» SELECTION:
-*-
SR Linux is a suite of applications running like any others would in a Linux environment. The applications communicate with the IDB to process configuration and state. SR Linux applications and IDB shows the relationship between the IDB and the applications that run in SR Linux.

Messaging between applications is controlled by IDB, and configuration via supported APIs is controlled by the management server application.

SR Linux applications describes the key SR Linux applications. Use the show system application CLI command to display information about all applications running on the system.

Table 1. SR Linux applications

Application name	Description
IDB	Controls messaging between SR Linux applications.
mgmt_server	Controls interaction between external APIs and the IDB, handles application-specific YANG models, and translates them into protobufs for IDB. See SR Linux management server.
aaa_mgr	Performs AAA for end users connecting to the system.
fib_mgr	Responsible for route resolution and route selection.
lldp_mgr	Responsible for sending and receiving LLDP packets via XDP.
static_route_mgr	Creates/updates/deletes static routes.
arp_nd_mgr	Responsible for ARP resolution for IPv4 and Neighbor Discovery for IPv6.
bgp_mgr	Runs the BGP control plane.
chassis_mgr	Monitors interface/subinterface state and synchronizes interfaces between Linux and the ASIC.
xdp_mgr	Handles data path programming. The xdp_mgr runs on each line card and is split into two components: platform independent and platform dependent. The platform-independent component handles communication between IDB and the ASIC, and the platform-dependent component is an extensible framework for plugging in data plane programming software.
linux_mgr	Creates routes and neighbors in Linux. As control packets enter the Linux host (and kernel), the Linux network stack responds to them. Synchronizing routes and neighbors to Linux stops Linux from ARPing/routing via the default gateway when routes exist at the data plane but not within Linux.
plcy_mgr	Enforces routing policies.
app_mgr	Monitors the health of the processes running SR Linux applications, and restarts them if they fail.
net_inst_mgr	Synchronizes VRFs between the switch ASIC and Linux.
log_mgr	Controls the log infrastructure, implemented by rsyslog.
acl_mgr	Controls ACLs in the system, both on the Linux host and on the CPM.
bfd_mgr	Controls BFD sessions on the system.

IDB stores data as protobufs. Protobufs use a .proto file to define how data is structured. Protobufs are not human-readable, but an IDB client is provided with the IDB server, which allows you to read from different topics, decoding the protobuf in real time.
-*-
In the SR Linux applications table above, list each application whose description starts with the word "Controls".

Data block:
-*-
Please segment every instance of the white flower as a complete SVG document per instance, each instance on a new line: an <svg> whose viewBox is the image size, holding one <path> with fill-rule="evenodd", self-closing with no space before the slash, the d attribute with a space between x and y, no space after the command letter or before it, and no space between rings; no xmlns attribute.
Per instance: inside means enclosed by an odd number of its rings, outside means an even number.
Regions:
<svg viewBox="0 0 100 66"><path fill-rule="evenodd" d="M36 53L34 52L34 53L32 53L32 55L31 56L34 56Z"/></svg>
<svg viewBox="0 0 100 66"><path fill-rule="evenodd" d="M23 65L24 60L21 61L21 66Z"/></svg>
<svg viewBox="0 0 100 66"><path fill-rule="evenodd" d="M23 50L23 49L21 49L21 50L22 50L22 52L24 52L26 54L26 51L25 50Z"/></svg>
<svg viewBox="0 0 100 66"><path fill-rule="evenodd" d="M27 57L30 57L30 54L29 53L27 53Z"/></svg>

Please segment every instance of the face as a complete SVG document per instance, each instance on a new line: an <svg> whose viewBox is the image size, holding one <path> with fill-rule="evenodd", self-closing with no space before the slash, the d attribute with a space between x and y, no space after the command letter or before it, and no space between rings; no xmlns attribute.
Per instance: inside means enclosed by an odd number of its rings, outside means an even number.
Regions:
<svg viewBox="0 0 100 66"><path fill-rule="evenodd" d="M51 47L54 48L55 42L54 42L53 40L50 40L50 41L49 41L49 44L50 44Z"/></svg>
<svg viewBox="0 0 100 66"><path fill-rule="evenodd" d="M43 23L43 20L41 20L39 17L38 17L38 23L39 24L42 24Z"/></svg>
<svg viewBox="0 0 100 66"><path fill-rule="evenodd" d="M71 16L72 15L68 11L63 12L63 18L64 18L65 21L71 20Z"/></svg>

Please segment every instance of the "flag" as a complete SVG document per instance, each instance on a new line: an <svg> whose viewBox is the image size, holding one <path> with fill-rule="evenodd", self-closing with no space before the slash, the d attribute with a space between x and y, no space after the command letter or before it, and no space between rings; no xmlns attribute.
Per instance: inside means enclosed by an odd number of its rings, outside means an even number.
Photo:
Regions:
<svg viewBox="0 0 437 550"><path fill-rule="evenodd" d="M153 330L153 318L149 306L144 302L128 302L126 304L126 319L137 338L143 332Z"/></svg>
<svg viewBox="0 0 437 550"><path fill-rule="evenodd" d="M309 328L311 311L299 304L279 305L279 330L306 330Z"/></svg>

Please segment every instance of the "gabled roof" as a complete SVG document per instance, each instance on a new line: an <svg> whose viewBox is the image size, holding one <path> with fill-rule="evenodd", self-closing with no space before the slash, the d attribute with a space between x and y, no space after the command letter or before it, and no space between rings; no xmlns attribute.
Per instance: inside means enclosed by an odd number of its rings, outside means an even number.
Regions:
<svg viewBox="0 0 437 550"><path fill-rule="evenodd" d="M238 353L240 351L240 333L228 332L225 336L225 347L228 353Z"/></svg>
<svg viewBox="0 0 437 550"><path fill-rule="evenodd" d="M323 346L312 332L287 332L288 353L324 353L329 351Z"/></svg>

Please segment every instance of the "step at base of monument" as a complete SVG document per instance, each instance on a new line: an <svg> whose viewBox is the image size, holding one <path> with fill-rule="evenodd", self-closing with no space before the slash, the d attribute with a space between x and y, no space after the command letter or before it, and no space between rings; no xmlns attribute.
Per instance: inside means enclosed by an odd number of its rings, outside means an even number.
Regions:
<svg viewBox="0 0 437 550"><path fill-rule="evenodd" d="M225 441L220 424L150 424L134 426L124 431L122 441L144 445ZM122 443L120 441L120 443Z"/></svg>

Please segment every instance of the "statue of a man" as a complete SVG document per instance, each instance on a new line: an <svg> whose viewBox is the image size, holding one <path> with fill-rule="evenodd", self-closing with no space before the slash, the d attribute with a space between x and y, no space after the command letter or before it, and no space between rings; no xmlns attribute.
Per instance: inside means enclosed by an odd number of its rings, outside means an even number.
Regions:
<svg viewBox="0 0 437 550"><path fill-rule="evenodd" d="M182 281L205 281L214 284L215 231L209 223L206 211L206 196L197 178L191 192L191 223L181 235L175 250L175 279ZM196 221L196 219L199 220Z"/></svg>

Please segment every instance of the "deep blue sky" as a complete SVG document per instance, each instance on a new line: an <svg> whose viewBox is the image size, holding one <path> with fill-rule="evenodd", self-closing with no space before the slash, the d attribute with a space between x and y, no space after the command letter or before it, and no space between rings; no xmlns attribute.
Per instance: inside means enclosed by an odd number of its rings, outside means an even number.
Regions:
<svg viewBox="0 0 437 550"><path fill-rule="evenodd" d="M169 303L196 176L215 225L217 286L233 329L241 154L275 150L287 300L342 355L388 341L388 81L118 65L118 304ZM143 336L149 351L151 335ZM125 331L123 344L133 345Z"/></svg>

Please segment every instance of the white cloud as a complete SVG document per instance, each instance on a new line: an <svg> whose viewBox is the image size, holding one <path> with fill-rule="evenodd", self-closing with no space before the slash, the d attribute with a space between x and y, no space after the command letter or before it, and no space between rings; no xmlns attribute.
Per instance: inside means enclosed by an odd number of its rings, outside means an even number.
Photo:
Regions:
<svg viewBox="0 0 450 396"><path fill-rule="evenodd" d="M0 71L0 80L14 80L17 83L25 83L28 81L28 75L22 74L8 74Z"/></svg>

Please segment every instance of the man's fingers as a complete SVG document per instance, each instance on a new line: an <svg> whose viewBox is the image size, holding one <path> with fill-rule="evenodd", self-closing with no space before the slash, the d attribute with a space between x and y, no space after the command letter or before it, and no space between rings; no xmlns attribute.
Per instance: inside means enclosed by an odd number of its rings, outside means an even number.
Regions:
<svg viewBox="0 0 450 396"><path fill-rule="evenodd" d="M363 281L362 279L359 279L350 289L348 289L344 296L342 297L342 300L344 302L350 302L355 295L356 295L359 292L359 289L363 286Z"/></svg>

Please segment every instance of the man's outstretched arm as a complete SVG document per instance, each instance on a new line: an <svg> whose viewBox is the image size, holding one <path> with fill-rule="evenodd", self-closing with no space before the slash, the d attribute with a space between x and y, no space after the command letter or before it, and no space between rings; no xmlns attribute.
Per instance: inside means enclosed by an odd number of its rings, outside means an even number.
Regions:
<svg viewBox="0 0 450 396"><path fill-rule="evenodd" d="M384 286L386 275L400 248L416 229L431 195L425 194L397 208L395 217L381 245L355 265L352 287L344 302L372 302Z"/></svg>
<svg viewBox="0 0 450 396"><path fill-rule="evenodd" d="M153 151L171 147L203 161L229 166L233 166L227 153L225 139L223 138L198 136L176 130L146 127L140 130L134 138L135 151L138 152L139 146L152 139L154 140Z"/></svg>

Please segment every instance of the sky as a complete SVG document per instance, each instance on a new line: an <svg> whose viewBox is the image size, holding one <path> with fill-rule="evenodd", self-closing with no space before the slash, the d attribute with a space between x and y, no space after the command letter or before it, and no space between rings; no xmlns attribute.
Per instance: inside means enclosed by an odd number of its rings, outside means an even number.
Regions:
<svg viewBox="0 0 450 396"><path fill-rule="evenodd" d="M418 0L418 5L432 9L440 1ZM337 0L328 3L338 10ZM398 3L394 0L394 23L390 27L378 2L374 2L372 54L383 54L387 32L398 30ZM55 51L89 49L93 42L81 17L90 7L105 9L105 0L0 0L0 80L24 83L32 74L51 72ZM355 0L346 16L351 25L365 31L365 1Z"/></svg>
-*-
» RESULT OF THIS EXERCISE:
IDB, mgmt_server, log_mgr, acl_mgr, bfd_mgr